▶ **What the task requires**
In the post about the comic convention, what happened to the team of Belgian policemen at the Great London Exhibition?

▶ **Extracted text**
++++++
Evidently there is a comic convention going on in New Yawk City. At least CNET is reporting on such. As seems to be the mode with so many entertainment gatherings these days there are costumes attiring not just displayers but attendees as well.
Notably, it appears that the New Yawk State Constabulary is providing some of the security and because of the costume milieu, have had to consistently identify themselves as as actual gens d’arms.[Link] The difficulty of distinguishing them from Star Wars characters is obvious. But then, would any Star Wars character be seen in public in a lavender (or is it dark lilac?) necktie?
We are, of course, reminded of the In Our Time podcast on the Great London Exhibition [Link] where a team of Belgian policemen, who had been invited to attend by the London Police, were arrested by the London police as suspicious characters. One is at once struck by both the natural human distrust of those who are different (followed immediately by some biological desire to reproduce with them?) and the idea that those not attired in some outre costume would be the ones who were different.
Which takes me to consider the evolution of comic characters. In my father’s day, these characters, both the evil doers and the evil opposers, were often not attired in any special costume at all, just an ordinary business suit and homburg with the addition of a mask of some sort. Mad scientists invariable were attired in pristine white lab coats and had perpetual Einsteinian bad hair days, somehow associating difference, evil, and lack of knowledge in one melange. This mundanity did not survive the democratization to include female characters, both good and bad.
By my day, comic characters all wore body hugging costumes, perhaps anticipating the advances of chemistry not hinted at before the Second World War. This was carried to its extreme in the environments of characters like Adam Strange where everyone wore such outfits, making the mundane fashions of Tellus seem baggy and dull. But except for a couple of notable characters such as the Superman and the Batman, these characters stayed on the pages and did not cross media boundaries.
Apparently today, this is not the case, and the intelligence of the characters, both good and bad, have suffered by this diversity or degeneracy (in the mathematical sense,) perhaps indicating that when a character is divided among several media intelligence over all is conserved? From what we know about the intelligence of mobs and crowds, this somehow seems fitting even if it does open interesting questions about information exchange across the media forms.
One also notes [Link] that job dissatisfaction is at a 20 year high, the limitation imposed by that being the duration of the period of measurement. This again leads to some contemplation. As my father told it to me, in his day people were more concerned with getting a job that paid well and regularly, a direct result in all likelihood of the trauma of the Great Depression. In my day, at least for myself and my close associates, it was a matter of doing something that was satisfying, followed by good pay – the assumption of regularity and security was a given. Today, the regularity and security are effectively gone, and there seems to be more concern with pay than satisfaction. This could explain the general malaise of dissatisfaction.
It is noteworthy however that according to the reportage the Yankee big city coastal folks are more dissatisfied than the folks in the hinterland. No mention of the guys on the left coast, however. It is tempting therefore to hypothesize some association, even determinism, between job dissatisfaction and this milieu of costume wearing? Could it be that the less we are able to live in our occupations and jobs, the more we must live in our leisure? Certainly this has been my note of those who work in large stilted organizations. I used to find the NASA folk banal in their jobs but bizarre in their hobbies – and that’s saying something for a physicist and his hobbies as comparison.
++++++
▶ **Information shown**
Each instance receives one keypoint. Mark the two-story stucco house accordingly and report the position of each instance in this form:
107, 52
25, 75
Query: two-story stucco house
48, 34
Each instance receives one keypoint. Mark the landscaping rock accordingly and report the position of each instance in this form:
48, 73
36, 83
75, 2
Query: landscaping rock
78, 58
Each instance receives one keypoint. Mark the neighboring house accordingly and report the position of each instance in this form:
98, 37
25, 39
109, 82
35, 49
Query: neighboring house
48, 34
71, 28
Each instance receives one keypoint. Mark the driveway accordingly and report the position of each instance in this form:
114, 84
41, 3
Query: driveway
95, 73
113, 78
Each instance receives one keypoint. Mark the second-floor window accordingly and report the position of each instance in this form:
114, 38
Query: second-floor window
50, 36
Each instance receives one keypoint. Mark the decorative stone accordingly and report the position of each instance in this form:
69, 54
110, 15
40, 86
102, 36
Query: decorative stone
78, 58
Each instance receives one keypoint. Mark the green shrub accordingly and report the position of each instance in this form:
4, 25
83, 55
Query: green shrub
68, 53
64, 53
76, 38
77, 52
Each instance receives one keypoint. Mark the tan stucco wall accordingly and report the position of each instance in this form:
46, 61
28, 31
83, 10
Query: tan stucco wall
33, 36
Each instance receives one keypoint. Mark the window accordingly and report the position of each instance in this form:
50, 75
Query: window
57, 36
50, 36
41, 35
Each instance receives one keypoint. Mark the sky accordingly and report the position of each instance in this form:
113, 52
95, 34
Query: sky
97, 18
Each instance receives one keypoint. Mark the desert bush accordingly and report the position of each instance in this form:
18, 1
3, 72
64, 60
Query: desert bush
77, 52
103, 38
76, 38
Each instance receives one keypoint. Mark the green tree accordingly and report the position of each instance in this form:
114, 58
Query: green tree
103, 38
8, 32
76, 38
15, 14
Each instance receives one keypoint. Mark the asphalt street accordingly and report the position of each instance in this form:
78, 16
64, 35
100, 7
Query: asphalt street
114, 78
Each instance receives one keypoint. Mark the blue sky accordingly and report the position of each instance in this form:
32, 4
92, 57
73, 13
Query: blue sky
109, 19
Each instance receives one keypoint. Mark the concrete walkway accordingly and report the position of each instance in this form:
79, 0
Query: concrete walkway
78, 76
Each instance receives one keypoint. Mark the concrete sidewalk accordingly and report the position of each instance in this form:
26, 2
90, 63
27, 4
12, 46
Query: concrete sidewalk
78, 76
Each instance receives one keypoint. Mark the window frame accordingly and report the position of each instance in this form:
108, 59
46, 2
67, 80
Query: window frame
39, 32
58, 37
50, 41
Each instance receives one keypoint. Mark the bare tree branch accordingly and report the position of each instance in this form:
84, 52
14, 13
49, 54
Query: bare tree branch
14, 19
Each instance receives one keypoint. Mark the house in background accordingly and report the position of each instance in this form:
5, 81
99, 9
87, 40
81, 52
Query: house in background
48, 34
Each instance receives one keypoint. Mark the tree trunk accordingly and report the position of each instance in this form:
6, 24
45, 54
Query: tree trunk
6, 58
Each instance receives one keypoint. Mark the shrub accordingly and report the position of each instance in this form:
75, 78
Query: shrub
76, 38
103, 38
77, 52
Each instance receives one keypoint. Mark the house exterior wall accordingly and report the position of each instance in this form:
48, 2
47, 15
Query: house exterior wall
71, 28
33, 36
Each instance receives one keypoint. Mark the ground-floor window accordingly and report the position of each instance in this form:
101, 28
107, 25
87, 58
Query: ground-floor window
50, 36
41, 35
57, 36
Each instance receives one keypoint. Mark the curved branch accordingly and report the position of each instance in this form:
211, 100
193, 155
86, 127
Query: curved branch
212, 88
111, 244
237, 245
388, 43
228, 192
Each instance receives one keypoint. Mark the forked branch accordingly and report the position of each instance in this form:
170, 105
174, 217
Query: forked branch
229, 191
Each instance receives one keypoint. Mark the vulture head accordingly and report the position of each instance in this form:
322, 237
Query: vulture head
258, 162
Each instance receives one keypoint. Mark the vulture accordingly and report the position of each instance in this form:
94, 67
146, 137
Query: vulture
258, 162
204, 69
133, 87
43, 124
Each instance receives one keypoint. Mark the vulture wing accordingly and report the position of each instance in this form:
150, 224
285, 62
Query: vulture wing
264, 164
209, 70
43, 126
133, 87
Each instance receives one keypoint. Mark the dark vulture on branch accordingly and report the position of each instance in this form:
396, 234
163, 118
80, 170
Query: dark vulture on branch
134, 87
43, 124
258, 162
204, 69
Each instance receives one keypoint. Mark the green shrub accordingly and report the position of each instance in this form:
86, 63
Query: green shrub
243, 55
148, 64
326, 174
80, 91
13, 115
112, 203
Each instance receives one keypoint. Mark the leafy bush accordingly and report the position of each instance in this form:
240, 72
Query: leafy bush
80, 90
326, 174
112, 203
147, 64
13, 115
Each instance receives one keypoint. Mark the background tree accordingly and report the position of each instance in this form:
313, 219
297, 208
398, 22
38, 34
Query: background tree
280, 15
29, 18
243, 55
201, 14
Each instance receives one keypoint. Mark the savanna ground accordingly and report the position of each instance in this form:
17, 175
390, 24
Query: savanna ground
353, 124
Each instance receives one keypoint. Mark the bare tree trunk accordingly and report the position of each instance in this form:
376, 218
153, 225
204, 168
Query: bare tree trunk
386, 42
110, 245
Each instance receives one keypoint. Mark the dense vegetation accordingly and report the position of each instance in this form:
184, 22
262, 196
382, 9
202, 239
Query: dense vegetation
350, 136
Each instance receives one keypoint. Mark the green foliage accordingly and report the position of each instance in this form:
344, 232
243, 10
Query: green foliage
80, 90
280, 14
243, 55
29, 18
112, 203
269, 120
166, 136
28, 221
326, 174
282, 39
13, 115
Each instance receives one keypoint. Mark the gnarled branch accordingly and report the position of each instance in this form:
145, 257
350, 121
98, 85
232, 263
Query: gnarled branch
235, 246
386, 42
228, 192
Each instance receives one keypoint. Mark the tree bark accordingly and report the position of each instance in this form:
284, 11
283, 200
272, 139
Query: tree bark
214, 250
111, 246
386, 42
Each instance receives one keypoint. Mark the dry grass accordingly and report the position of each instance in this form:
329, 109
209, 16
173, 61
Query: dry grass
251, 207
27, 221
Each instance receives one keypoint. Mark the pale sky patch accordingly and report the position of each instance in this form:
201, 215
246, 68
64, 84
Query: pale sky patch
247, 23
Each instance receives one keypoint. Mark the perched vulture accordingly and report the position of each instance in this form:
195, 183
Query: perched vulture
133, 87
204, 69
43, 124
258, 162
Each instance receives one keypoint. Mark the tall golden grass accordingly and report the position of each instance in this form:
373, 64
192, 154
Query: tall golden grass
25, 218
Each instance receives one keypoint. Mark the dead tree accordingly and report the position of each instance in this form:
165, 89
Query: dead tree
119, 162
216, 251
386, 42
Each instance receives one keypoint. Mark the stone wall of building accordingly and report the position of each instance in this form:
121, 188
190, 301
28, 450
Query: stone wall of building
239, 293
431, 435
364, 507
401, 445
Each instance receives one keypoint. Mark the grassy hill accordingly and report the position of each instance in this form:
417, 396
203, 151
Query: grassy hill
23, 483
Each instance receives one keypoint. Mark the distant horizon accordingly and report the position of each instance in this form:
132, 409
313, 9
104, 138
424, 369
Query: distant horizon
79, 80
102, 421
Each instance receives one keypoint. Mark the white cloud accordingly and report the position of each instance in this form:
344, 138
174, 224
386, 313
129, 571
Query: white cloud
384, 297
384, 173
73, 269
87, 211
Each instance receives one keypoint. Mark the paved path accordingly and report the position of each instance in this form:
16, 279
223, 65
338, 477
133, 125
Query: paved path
++++++
▶ **Exercise output**
The London police arrested them as suspicious characters.